**Supplied entries:**
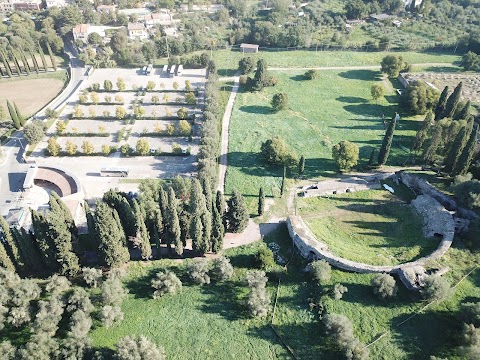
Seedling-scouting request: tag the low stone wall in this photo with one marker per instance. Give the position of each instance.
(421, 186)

...

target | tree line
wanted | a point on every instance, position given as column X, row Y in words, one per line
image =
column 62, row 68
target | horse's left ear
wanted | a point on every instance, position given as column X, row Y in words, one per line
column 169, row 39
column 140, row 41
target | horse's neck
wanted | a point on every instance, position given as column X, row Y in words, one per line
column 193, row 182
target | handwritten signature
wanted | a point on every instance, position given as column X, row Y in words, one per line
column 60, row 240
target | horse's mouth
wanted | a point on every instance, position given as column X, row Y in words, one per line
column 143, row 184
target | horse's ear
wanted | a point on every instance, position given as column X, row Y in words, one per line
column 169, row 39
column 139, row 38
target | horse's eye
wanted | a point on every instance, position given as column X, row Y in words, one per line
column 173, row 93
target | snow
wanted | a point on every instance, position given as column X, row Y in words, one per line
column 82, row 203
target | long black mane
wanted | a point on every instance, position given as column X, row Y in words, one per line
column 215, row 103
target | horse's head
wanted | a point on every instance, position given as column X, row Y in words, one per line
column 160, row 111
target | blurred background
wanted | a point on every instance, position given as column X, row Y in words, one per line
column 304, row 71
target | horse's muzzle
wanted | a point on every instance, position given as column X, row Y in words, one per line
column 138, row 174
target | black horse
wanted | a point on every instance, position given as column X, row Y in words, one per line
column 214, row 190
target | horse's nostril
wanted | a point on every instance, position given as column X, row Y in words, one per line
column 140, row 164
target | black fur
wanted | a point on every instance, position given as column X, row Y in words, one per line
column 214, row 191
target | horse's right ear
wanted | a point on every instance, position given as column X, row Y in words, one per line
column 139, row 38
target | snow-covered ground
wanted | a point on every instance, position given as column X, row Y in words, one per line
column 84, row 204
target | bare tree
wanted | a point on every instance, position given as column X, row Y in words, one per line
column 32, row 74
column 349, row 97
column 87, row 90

**Task item:**
For the word "black", find every line in the data that holds it and copy that line.

**Task output:**
target | long black mane
target | black horse
target | black fur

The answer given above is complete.